[Collected data entries]
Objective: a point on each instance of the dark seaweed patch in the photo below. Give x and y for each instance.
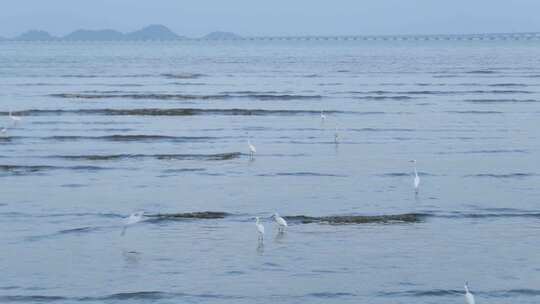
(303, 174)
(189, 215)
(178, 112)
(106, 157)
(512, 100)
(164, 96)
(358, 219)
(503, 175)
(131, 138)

__SET EXERCISE__. Convert every line of the data above into a JSON list of strings, one string per line, skipping blank lines. Leave the pictures out.

__ANSWER TO THIS PROBLEM__.
[
  "Objective: a point on each instance of the dark seaweed patch in the photo below. Give x and y for each instance.",
  "(303, 174)",
  "(189, 215)",
  "(178, 112)",
  "(106, 157)",
  "(512, 100)",
  "(164, 96)",
  "(358, 219)",
  "(503, 175)",
  "(131, 138)"
]